• _DOCUMENT PASSAGE_:
:::

A long 24 years before we made jokes about men going apeshit for Martin Scorsese’s The Irishman, Robert De Niro and Al Pacino made an indelible mark on Dude Cinema by co-starring in Michael Mann’s 1995 neo-noir Heat. We didn’t have the online hype machine we do now, yet the celebrated actors’ first movie together since The Godfather Part II — and their first time sharing an actual scene — occasioned true excitement, and this enthusiasm carried through to make Heat a lasting part of the crime film canon.
What about this heist drama makes it a must-watch for the boys?
Aside from the sheer force of the marquee names, you’ve got an impressive and often surprising ensemble of committed weirdos — Val Kilmer, Tom Sizemore, Jon Voight and even Hank Azaria, plus cult favorites Danny Trejo, Henry Rollins and Tom Noonan. The film elevates the classic cop-and-robbers dynamic into rich and atmospheric opera, achieving the polished legitimacy of “serious” art. There’s pulse-pounding action, but also great attention paid to how men abandon or fail the women in their lives because of an obsessive approach to work and personal masculine ethic. It’s based on a real-life burglar and detective; its mood is immersive, lush, almost dreamy. Heat captures the city of Los Angeles in unforgettable frames, for an epic runtime of 170 minutes.
It is, shall we say, a journey.
Maybe it was the sense of scale that led me, in a haze of pot smoke, to come up with a long-term, Heat-based project. It’s always fun to livetweet movies, I thought; what if, during quarantine, I livetweeted Heat at the steady pace of one minute per day?

:::

• _SUPPLIED RECORDS_:

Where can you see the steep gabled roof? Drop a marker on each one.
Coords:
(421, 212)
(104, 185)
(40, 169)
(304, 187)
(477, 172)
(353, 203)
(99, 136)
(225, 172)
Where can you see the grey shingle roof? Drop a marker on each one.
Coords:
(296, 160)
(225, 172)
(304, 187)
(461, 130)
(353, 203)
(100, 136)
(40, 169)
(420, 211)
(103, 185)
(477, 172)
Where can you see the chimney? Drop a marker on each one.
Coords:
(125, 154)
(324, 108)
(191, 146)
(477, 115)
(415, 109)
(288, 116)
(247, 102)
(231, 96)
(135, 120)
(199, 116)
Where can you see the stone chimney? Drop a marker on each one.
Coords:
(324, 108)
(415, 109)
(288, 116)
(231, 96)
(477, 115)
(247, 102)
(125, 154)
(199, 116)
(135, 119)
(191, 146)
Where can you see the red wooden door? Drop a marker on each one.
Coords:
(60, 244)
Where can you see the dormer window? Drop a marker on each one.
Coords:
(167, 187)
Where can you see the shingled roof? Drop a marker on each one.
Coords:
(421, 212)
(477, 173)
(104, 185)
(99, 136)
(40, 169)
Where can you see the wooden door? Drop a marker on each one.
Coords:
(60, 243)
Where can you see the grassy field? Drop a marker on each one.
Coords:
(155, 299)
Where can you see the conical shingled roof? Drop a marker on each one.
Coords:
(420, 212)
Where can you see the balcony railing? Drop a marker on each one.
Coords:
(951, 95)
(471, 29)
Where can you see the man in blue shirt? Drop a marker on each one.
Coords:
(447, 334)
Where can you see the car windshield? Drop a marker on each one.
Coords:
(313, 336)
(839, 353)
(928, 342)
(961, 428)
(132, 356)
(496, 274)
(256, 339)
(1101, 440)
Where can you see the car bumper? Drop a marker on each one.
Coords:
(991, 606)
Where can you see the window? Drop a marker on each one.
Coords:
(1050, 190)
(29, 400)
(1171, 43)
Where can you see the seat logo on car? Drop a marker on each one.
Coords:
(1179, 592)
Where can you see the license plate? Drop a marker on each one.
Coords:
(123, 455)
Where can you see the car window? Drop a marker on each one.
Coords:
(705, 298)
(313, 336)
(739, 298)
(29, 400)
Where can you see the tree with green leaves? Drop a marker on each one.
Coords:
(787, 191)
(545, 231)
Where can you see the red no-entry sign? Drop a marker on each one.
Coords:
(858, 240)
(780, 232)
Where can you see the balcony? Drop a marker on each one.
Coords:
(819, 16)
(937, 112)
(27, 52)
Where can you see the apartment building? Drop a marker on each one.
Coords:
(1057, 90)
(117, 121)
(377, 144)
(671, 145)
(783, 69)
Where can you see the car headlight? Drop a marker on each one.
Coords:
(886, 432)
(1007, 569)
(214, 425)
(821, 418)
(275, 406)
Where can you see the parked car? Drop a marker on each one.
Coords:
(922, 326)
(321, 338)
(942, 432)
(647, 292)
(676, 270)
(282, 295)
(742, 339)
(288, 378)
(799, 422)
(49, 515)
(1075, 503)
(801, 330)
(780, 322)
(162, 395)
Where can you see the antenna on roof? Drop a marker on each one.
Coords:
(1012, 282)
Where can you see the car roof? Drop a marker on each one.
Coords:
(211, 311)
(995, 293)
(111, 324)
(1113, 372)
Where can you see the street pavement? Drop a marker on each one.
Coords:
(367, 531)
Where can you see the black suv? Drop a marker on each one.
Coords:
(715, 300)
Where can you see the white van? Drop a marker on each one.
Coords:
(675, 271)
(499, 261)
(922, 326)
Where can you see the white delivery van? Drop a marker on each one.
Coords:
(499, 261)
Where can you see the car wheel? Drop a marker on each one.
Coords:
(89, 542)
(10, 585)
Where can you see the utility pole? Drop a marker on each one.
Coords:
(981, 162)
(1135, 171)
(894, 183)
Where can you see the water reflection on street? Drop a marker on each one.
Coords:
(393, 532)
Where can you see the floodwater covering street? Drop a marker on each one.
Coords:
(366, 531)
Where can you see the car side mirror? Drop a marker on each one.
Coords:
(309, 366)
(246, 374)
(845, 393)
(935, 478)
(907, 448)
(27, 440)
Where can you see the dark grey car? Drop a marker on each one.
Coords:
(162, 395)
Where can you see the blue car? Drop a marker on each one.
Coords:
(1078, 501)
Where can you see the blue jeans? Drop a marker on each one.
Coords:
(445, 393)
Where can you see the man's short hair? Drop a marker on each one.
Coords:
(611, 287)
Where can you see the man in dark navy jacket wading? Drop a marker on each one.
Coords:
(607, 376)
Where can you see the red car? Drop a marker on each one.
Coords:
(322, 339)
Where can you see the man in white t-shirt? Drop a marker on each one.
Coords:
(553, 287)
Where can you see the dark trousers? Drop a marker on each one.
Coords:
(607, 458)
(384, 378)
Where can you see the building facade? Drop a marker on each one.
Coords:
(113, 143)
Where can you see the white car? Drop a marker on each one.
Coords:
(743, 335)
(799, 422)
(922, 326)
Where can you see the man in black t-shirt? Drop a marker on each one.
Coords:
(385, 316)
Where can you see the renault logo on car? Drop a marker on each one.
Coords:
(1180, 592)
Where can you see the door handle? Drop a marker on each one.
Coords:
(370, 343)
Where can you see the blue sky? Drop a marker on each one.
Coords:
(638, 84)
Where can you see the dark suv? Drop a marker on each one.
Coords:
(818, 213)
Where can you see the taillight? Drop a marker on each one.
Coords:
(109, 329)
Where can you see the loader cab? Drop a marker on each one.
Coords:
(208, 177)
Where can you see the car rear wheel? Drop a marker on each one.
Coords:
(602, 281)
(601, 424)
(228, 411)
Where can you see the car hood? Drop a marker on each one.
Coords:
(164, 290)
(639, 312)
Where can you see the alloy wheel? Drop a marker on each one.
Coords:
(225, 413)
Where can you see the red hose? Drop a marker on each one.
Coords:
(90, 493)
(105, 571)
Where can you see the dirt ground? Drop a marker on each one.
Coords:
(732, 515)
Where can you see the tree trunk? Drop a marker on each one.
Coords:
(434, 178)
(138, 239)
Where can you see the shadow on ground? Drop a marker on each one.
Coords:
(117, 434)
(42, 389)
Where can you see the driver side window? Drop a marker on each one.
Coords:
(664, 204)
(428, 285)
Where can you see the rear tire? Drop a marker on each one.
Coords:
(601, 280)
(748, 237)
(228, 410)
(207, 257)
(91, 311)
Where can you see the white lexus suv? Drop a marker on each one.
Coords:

:::

• _ACTIONS TO TAKE_:
1. Print the passage from the Heat piece from "A long 24 years" up to and including "crime film canon.".
2. Pick up the piece on the film Heat after its final sentence and write the next part.

• _TASK RESPONSES_:
1.
A long 24 years before we made jokes about men going apeshit for Martin Scorsese’s The Irishman, Robert De Niro and Al Pacino made an indelible mark on Dude Cinema by co-starring in Michael Mann’s 1995 neo-noir Heat. We didn’t have the online hype machine we do now, yet the celebrated actors’ first movie together since The Godfather Part II — and their first time sharing an actual scene — occasioned true excitement, and this enthusiasm carried through to make Heat a lasting part of the crime film canon.

2.
Viewed like this, the movie would take six months to watch to completion — perhaps as long as any shelter-in-place order remains in effect. The idea of dilating a film to the point of “crushing slowness” was inspired by the artist Douglas Gordon’s 24 Hour Psycho, a video installation which appropriates and stretches Alfred Hitchcock’s Psycho so that it would take you from one midnight to the next to see the entire thing. I liked the meditative absurdity of this approach for Heat, especially as it offered the chance to riff on the kind of minutiae that film bros faithfully dissect.
As of today, I’ve spent over a month making my way through the film’s opening 35 minutes, considering each apart.
Hilariously, I had never even imagined that Heat scholarship may have already delivered a far more prestigious antecedent to this dumb Twitter thread: Upon my launch, I was informed that Australian film journalist Blake Howard wrapped up a podcast called One Heat Minute in the summer of 2019, on the high note of a final episode featuring Michael Mann himself, no less.
What were the odds?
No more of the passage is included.